What you need to do → Rewrite every line of the entries from the start through the line containing "[[410, 141]]", requests included. Scale each point coordinate in the results by 0.2 and round to a whole number, halves up. Leave the numbers in the requests and their format samples as they are.

Provided material →
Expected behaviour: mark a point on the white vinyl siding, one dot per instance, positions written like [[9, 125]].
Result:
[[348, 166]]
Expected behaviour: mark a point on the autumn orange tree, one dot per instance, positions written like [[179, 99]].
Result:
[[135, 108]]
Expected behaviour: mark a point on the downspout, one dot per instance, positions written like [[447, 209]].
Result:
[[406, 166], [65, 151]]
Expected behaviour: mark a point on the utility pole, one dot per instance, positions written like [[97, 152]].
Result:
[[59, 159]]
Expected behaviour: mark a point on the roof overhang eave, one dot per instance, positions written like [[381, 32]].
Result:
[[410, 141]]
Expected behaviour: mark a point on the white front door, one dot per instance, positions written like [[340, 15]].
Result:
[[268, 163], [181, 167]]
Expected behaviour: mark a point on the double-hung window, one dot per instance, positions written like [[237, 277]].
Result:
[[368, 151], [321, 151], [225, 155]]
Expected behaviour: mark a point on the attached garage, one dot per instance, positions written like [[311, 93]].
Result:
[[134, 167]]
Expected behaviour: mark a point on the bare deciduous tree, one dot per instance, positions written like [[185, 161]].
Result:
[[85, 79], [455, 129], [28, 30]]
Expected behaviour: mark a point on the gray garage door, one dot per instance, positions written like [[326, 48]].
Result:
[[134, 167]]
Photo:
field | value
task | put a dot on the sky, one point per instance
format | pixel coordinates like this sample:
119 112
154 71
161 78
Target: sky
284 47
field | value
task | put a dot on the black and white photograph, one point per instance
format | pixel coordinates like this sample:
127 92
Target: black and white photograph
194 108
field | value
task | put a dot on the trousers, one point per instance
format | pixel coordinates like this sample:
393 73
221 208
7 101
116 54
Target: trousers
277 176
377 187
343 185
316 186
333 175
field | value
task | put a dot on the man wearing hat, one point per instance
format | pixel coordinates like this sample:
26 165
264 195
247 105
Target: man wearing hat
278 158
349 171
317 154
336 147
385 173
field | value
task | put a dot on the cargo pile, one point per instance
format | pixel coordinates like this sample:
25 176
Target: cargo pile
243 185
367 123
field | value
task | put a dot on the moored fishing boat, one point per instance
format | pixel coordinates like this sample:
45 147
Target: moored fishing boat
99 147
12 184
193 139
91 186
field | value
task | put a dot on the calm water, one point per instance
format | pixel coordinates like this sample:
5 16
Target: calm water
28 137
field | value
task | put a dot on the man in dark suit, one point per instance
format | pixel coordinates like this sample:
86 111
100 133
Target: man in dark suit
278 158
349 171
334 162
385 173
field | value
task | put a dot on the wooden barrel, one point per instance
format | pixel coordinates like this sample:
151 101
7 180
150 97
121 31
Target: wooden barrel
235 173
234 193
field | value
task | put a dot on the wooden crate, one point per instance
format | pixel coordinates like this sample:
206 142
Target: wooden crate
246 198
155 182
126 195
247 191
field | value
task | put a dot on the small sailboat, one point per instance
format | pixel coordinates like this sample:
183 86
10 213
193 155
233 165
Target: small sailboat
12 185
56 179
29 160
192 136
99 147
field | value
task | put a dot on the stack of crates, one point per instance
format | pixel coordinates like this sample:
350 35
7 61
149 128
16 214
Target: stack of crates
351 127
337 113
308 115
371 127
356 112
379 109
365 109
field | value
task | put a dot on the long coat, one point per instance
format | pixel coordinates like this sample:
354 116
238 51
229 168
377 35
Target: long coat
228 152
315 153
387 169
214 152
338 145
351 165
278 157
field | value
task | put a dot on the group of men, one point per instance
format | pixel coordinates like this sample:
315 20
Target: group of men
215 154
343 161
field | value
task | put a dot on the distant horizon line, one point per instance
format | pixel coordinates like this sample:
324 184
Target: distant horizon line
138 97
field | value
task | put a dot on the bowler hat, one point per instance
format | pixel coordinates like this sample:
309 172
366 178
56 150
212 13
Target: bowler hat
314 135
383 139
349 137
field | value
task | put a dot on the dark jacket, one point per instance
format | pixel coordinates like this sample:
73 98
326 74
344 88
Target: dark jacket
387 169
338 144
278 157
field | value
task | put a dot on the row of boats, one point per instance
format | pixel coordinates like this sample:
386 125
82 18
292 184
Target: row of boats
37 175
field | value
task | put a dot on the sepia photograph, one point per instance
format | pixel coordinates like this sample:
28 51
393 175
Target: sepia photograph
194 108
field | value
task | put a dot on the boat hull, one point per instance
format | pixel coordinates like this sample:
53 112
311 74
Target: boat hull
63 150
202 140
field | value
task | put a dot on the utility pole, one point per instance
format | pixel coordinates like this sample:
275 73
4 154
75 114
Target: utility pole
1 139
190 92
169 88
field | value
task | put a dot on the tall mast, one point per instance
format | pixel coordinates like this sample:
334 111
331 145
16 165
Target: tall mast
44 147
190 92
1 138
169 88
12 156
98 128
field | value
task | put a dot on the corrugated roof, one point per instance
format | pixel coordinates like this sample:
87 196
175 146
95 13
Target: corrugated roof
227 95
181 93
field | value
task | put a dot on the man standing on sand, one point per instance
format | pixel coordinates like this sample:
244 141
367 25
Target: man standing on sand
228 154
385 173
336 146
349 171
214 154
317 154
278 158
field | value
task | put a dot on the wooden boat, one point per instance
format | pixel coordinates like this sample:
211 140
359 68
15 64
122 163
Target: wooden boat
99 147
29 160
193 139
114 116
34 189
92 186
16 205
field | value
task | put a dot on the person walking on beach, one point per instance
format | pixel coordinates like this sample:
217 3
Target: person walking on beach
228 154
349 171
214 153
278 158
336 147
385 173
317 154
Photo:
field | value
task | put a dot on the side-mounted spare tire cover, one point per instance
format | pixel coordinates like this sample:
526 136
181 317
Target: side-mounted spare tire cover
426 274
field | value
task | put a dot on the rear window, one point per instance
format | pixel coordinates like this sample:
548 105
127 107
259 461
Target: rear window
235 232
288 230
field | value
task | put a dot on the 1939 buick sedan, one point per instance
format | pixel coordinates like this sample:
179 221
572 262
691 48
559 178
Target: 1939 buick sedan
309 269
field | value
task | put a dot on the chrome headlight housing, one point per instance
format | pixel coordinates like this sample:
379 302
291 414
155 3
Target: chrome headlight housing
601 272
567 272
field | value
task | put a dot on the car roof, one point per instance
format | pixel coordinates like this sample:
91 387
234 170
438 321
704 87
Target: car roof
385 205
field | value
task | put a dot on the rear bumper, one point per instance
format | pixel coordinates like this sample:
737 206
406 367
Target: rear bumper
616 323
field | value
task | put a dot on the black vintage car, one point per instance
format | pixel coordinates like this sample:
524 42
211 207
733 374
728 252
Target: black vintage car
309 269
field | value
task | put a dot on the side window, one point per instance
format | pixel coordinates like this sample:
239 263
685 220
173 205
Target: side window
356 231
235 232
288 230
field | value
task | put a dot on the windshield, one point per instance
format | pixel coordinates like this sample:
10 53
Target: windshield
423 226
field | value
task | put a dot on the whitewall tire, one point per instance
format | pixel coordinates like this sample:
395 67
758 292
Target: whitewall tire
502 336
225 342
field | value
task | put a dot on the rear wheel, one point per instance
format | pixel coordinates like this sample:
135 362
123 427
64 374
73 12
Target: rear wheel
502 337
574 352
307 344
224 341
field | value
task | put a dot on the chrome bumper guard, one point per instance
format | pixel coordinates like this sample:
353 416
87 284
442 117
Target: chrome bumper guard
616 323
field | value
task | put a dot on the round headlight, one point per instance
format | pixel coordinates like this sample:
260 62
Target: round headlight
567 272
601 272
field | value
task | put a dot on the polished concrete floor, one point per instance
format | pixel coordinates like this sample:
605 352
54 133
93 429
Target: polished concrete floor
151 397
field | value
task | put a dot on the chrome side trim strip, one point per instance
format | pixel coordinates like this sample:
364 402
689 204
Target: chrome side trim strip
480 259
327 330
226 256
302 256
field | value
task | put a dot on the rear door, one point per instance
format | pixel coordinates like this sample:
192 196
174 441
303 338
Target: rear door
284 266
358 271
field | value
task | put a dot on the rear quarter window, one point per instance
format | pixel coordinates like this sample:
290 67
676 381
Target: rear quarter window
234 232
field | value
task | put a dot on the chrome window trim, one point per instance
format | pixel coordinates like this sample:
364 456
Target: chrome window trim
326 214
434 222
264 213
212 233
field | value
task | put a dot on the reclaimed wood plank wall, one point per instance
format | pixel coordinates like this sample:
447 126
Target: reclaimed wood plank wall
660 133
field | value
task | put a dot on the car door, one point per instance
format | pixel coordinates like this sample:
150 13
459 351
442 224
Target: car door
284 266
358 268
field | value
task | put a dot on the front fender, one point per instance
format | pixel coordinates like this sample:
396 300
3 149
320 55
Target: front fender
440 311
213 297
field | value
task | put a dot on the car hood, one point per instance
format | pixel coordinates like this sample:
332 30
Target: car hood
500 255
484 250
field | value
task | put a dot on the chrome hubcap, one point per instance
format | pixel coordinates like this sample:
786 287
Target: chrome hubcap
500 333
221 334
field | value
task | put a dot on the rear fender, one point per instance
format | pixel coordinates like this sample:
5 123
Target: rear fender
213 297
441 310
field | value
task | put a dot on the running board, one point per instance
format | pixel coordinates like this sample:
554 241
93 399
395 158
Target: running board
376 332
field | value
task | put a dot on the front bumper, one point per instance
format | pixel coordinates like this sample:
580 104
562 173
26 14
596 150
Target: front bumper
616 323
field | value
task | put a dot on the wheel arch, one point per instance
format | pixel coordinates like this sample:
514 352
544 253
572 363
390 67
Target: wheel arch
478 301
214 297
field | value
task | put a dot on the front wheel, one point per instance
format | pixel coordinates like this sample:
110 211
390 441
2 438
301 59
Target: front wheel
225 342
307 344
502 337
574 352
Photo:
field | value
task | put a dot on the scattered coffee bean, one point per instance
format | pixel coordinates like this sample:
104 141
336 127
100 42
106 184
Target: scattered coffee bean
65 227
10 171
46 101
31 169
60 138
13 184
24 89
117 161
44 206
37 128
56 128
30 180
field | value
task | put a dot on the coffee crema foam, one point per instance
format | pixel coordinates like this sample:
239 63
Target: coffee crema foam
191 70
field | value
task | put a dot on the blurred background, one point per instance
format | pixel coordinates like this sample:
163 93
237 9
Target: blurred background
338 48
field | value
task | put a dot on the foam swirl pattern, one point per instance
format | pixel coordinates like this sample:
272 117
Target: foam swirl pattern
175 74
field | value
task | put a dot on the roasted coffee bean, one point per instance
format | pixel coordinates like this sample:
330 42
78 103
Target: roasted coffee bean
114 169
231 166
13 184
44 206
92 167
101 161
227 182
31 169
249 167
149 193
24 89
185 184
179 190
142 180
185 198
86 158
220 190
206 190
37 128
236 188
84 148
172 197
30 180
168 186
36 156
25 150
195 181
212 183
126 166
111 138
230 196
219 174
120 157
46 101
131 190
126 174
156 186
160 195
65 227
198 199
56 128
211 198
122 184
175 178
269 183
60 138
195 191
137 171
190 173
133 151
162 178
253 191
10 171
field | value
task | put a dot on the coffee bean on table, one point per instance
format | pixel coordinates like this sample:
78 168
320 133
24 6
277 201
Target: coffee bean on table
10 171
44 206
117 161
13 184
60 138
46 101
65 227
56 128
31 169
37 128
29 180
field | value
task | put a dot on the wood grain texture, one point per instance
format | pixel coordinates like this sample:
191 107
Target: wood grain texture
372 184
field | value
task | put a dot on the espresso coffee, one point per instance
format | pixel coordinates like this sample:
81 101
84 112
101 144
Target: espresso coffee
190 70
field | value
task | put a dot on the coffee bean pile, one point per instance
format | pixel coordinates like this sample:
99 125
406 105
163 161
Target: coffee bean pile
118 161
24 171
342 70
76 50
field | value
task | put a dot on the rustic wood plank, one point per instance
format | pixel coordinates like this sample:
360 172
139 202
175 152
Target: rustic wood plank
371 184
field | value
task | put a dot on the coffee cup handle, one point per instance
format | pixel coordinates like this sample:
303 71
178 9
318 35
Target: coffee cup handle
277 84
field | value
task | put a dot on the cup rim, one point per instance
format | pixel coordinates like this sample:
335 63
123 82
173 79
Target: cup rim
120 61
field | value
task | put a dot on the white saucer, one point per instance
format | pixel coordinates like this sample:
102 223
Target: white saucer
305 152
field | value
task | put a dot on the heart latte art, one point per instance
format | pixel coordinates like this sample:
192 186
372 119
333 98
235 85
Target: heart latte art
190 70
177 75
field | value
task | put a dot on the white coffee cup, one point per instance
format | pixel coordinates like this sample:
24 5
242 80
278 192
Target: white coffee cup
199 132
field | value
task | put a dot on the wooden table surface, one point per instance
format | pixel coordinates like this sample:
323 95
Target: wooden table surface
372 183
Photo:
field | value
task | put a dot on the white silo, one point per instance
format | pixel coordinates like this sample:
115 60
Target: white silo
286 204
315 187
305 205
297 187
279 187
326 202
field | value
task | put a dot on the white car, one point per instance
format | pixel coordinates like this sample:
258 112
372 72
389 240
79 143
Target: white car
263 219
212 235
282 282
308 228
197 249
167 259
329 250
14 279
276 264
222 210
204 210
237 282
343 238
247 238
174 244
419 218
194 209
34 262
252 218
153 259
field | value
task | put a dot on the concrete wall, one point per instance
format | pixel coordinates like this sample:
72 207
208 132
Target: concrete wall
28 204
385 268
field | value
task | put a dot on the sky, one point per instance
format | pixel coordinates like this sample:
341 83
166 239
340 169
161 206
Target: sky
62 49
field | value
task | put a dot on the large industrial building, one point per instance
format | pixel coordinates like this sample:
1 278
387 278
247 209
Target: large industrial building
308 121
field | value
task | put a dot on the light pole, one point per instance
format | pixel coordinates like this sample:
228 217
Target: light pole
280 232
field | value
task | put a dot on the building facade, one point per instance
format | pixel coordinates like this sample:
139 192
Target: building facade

Full solution →
Expected behaviour: mark a point on the white vinyl siding, one dot per instance, positions written like [[9, 125]].
Result:
[[70, 33]]
Expected behaviour: mark a point on the autumn orange tree, one dot per instance, positions written like [[179, 99]].
Result:
[[27, 22]]
Expected behaviour: mark a point on the downspout, one dot per instance, positions written like [[447, 209]].
Result:
[[81, 33], [13, 30]]
Expected behaviour: mark a point on the utility pole, one dot per instance, positions written like [[97, 152]].
Result:
[[12, 32]]
Expected behaviour: mark a point on the roof overhang eave, one dot per instance, positions written like [[381, 32]].
Result:
[[82, 28]]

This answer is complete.